═════ TEXTAUSZUG

Nabokov and Pynchon
Otto
ottosell at yahoo.de
Wed Jun 11 08:26:00 CDT 2003
So läßt sich etwa eine direkte Linie ziehen zwischen Shades Gedicht von 1958
über das Wesen der Elektrizität und seiner literarischen Ausbuchstabierung
durch Nabokovs Schüler Thomas Pynchon. Shades Gedicht beginnt mit der Idee
unsterblicher Seelen, die sich in den Leuchtfäden der Glühlampen erhalten
und tradieren:
Die Toten, die sanften Toten - wer weiß? -
Beharrn vielleicht in Wolfram-Filamenten,
Und auf dem Tisch an meinem Bette brennt
Die verblichene Braut eines andern.
Und so überrascht es vielleicht etwas weniger, zwischen die Parabelbögen
eine Geschichte von Byron der unsterblichen Birne eingeschaltet zu sehen.

══════════

:: AUFTRAG 1 ::
Gib die Zeilen der Einträge wortgetreu wieder: Beginne mit der Zeile, die „for the gray“ enthält, und höre nach der Zeile auf, die „104, 78, 124, 196“ enthält. Lass die Bilder dabei weg.

═════ ERFASSTE DATEN

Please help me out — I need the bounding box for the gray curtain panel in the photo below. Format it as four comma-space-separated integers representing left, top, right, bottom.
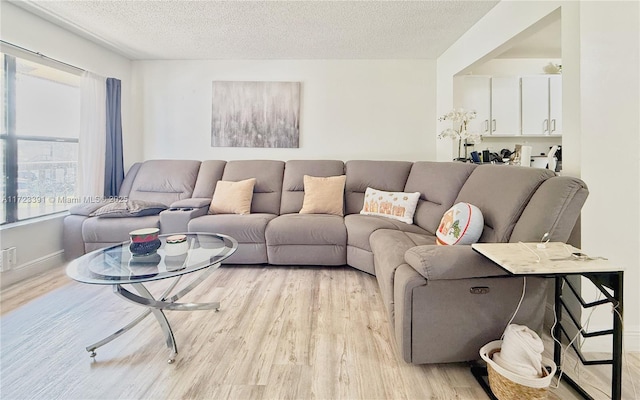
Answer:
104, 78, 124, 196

══════════
═════ ERFASSTE DATEN

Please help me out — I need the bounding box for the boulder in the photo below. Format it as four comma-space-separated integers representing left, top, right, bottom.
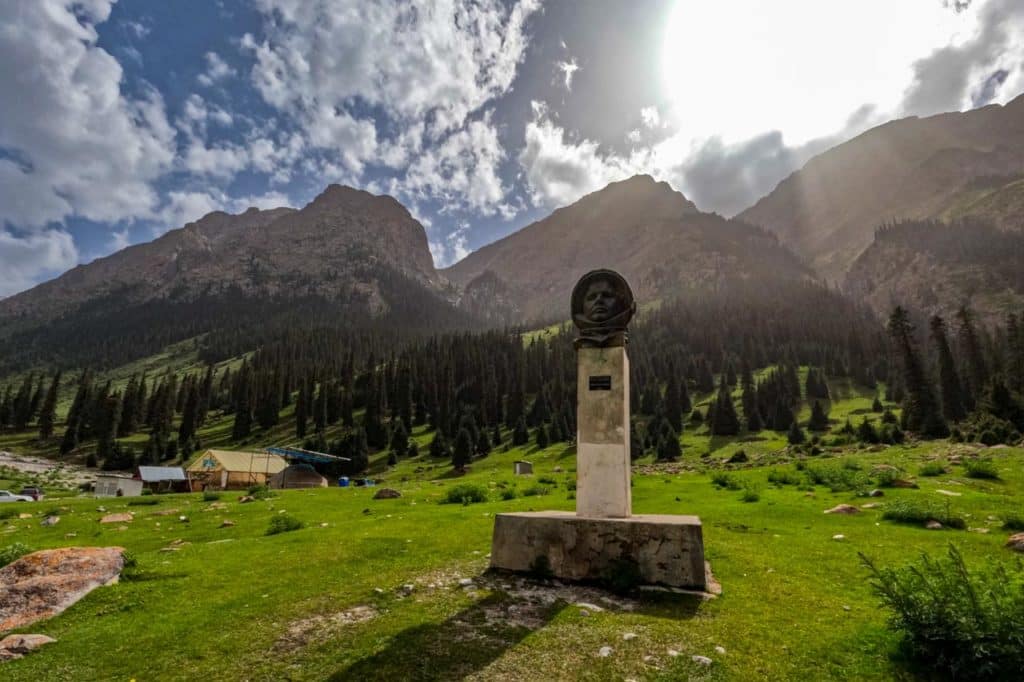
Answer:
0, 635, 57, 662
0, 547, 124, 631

══════════

:: AUFTRAG 2 ::
Wer wird im Textauszug als Nabokovs Schüler genannt?

:: ANTWORT 1 ::
Please help me out — I need the bounding box for the gray curtain panel in the photo below. Format it as four comma-space-separated integers representing left, top, right, bottom.
Answer:
104, 78, 124, 196

:: ANTWORT 2 ::
Thomas Pynchon.